### ARBEITSANWEISUNG
Schreibe bitte das Material von der Zeile mit „point_to(query) returns, for every instance of the black“ bis zur Zeile mit „pixel 290 69“ (beide Zeilen eingeschlossen) als zweispaltige CSV mit den Spalten „eingabe“ und „ausgabe“ um. Jede Eingabe kommt mit der zugehörigen Ausgabe in eine eigene Zeile, jedes Feld steht in Anführungszeichen, und Zeilenumbrüche werden zu Leerzeichen.

### Datensatzzeilen dazu, wo Objekte zu sehen sind
····················
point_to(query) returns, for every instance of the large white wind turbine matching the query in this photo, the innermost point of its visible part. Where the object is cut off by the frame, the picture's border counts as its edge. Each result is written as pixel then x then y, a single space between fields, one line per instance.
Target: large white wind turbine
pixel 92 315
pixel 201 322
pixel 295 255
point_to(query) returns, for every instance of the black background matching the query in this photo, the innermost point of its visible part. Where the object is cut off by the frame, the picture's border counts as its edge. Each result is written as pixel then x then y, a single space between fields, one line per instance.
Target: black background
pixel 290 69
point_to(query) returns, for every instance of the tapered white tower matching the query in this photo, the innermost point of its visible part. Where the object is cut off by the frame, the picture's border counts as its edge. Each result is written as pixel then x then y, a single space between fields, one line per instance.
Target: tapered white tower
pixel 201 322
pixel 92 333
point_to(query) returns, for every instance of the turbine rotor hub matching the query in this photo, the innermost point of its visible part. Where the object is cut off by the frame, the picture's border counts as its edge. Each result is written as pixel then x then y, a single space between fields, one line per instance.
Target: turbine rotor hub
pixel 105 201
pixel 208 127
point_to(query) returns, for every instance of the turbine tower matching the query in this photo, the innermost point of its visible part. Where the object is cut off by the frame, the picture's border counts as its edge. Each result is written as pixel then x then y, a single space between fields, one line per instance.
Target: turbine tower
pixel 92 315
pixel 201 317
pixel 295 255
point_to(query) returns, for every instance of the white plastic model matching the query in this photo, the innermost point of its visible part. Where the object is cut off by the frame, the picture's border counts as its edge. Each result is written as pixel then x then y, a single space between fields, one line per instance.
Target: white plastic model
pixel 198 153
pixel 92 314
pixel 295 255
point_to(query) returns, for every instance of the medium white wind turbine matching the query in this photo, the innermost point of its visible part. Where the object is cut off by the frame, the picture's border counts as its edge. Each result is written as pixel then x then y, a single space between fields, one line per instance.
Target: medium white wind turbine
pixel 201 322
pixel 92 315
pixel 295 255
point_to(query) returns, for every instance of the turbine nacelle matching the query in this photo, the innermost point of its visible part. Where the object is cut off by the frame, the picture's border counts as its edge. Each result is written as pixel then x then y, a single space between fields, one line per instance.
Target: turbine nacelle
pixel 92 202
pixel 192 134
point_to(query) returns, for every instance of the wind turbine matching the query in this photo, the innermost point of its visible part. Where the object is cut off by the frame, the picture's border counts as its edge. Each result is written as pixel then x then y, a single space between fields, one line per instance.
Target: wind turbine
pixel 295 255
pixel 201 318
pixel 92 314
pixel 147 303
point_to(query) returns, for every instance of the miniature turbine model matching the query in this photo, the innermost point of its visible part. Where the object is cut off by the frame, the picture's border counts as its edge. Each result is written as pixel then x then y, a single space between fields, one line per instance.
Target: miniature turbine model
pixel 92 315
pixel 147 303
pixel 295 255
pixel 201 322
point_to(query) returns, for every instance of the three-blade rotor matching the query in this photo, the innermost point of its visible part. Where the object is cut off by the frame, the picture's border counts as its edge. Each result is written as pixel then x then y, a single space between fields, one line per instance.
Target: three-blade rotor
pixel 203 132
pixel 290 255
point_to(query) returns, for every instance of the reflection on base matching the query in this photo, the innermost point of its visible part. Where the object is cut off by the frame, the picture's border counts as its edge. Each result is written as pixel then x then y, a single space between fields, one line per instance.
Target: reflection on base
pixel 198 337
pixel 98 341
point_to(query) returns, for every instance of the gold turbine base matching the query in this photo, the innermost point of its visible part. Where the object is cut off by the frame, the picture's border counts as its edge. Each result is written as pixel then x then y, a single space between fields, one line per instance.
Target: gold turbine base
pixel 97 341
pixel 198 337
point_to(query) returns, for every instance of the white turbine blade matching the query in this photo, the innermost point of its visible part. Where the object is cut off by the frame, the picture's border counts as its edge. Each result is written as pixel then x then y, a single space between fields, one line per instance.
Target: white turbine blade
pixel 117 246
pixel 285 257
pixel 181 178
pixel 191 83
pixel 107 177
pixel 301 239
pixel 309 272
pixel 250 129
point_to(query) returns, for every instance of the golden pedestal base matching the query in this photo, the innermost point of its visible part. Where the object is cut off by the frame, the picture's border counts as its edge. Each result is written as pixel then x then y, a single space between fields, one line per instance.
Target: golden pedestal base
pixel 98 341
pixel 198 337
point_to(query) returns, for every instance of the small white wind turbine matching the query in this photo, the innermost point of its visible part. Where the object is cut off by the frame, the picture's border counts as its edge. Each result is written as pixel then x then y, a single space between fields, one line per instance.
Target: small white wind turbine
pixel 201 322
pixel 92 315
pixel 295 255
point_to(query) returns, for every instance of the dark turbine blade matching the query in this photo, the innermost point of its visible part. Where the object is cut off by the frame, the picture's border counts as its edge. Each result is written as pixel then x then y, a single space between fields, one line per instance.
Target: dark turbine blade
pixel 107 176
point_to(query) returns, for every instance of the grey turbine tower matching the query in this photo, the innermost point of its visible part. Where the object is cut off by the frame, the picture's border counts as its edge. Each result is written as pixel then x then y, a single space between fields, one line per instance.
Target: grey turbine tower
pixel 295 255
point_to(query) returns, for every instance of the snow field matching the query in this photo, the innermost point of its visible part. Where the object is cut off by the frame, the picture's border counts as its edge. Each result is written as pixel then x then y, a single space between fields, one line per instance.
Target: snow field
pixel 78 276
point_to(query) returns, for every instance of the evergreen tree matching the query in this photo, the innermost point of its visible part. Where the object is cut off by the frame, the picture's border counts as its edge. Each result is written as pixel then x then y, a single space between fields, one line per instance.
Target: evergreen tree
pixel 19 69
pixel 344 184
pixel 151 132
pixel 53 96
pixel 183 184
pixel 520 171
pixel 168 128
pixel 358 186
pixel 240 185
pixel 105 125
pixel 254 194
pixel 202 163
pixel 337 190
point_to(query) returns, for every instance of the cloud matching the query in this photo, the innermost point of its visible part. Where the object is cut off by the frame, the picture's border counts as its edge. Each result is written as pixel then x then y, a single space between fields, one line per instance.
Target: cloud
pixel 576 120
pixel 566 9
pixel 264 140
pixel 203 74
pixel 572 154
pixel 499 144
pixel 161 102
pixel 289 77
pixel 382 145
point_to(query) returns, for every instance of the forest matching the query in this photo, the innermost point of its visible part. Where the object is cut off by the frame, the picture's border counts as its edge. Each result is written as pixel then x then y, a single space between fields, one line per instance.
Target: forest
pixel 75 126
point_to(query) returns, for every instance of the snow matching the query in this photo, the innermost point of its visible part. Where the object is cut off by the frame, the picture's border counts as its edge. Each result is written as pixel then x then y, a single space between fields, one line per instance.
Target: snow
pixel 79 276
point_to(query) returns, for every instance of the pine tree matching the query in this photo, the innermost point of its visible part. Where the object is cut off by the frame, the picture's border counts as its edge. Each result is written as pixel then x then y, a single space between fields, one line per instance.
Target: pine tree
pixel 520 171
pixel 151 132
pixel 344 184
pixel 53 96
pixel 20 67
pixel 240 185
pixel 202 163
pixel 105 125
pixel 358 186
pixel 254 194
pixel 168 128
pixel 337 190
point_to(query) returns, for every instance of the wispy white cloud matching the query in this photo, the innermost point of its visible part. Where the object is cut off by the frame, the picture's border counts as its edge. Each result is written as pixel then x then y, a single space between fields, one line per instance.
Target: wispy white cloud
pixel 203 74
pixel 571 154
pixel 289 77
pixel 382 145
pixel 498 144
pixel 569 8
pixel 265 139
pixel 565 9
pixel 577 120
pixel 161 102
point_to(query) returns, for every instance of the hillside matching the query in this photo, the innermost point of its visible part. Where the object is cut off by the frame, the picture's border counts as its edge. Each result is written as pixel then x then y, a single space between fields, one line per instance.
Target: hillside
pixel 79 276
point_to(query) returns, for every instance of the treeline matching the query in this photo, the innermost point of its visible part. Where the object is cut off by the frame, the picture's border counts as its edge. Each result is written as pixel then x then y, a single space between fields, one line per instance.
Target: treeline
····················
### LÖSUNG
eingabe,ausgabe
"point_to(query) returns, for every instance of the black background matching the query in this photo, the innermost point of its visible part. Where the object is cut off by the frame, the picture's border counts as its edge. Each result is written as pixel then x then y, a single space between fields, one line per instance. Target: black background","pixel 290 69"